Kutipan Terpilih
┄┄┄┄┄┄
Lao Bing Tulis Ratusan Karya Sastra, Mayoritas tentang Keindahan Kota Cirebon

Lao Bing Tulis Ratusan Karya Sastra, Mayoritas tentang Keindahan Kota Cirebon

GAIRAH. Guna membangkitkan lagi gairah kesusastraan Tionghoa, para penulis dari etnis Tionghoa mengadakan pertemuan, Selasa (26/7) di Grand Cin Yen. Mereka berkumpul juga untuk menyambut kedatangan Tjutju Widjaja penulis sastra Tionghoa dari Bandung.--

RAKYATCIREBON.ID, CIREBON - Cirebon memiliki karya sastra yang melimpah. Mulai dari sastra yang ditulis di naskah kuno sampai karya sastra modern yang ditulis di buku maupun dapat dibaca secara cuma-cuma di internet. 
 
Tradisi menulis telah berlangsung lama. Salah satu karya sastra yang paling legendaris dan popular adalah Purwaka Caruban Nagari yang ditulis Wangsakerta. Naskah kuno ini bercerita tentang sejarah Cirebon ratusan tahun silam.
 
Selain Wangsakerta, Cirebon juga punya penulis legendaris lain yang karyanya jadi referensi penulis modern hingga kini. Tradisi menulis sastra di Cirebon tidak mati. Justru kian bermunculan para penulis baru.
 
Nama beken seperi Arifin C Noer, Nurdin M Noor, Ahmad Alwy, Made Casta, Nissa Rengganis, Mokhtar Zaidin hingga drh Bambang Irianto menjadi generasi penulis sastra selanjutnya dari Cirebon. Karya mereka telah dibaca luas oleh berbagai kalangan.
 
Namun tak banyak yang tahu, rentang tahun 1965 sampai 2005 pernah eksis sastrawan asal Cirebon beretnis Tionghoa. Namanya aslinya Tan Siauw Sien namun lebih dikenal Lao Bing. Dia adalah sastrawan Tionghoa produktif yang pernah dimiliki Cirebon. 
 
Kisah tentang Lao Bing diceritakan Pegiat Budaya Tionghoa asal Cirebon, Jeremy Huang. Jeremy mengatakan, Lao Bing telah menulis lebih dari 100 karya sastra berupa puisi, prosa, hingga cerpen. Ciri khas karya sastra Lao Bing terletak pada pemilihan diksi yang sarat makna.
 
"Para penggemar sastrawan Tionghoa pasti senang membaca tulisan Lao Bing. Ķarena karya sastra Lao Bing indah kalimatnya penuh makna. Tetapi sayang 2005, Lao Bing meninggal dunia  sesudah mengikuti pertemuan sastrawan Tionghoa di Bandung," ujar Jeremy, kemarin. 
 
Menurut Jeremy, Lao Bing berarti pejuang tua. Nama pena itu memyimbolkan tekad Lao Bing terus berjuang di bidang penulisan hingga usia senja. "Setiap tulisannya Tan Siao Sien selalu menggunakan nama Lao Bing sebagai nama penulisnya. Tan Siao Sien dijuluki sebagai Lao Bing," ujar Jeremy.
┄┄┄┄┄┄
Tugas yang Diberikan
Salin tanpa perubahan sebagian teks tentang Lao Bing, mulai dari bagian yang memuat "Nama beken seperi" dan berhenti setelah "oleh berbagai kalangan.". Entri di bawah ini diambil dari sumber yang berbeda.

(Entri penunjukan dan pelabelan)
┄┄┄┄┄┄
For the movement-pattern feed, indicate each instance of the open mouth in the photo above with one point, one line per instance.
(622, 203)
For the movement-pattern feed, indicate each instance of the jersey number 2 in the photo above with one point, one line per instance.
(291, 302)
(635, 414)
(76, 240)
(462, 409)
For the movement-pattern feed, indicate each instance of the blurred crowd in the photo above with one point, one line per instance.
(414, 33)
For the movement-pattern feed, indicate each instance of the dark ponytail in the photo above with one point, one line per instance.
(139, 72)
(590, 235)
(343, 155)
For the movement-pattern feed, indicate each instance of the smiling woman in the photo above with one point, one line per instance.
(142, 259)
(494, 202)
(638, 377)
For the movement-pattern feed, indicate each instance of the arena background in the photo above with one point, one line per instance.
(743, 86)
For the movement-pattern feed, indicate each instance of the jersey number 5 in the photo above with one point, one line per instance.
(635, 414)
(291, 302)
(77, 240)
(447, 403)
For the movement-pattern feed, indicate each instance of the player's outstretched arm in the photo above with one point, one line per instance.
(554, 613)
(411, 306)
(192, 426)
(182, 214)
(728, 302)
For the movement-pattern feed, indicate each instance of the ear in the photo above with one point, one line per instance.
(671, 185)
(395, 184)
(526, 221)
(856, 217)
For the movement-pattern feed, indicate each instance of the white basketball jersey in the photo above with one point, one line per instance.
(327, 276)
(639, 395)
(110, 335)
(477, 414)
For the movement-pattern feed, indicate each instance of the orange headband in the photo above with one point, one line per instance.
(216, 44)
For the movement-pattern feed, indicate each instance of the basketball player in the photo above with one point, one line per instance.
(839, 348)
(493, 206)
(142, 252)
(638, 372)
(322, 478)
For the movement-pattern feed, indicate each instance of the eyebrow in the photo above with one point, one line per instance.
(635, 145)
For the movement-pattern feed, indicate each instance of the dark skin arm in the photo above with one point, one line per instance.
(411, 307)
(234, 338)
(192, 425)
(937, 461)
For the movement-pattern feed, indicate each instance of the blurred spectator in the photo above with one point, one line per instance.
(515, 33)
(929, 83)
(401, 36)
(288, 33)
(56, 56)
┄┄┄┄┄┄
Hasil Tugas
Nama beken seperi Arifin C Noer, Nurdin M Noor, Ahmad Alwy, Made Casta, Nissa Rengganis, Mokhtar Zaidin hingga drh Bambang Irianto menjadi generasi penulis sastra selanjutnya dari Cirebon. Karya mereka telah dibaca luas oleh berbagai kalangan.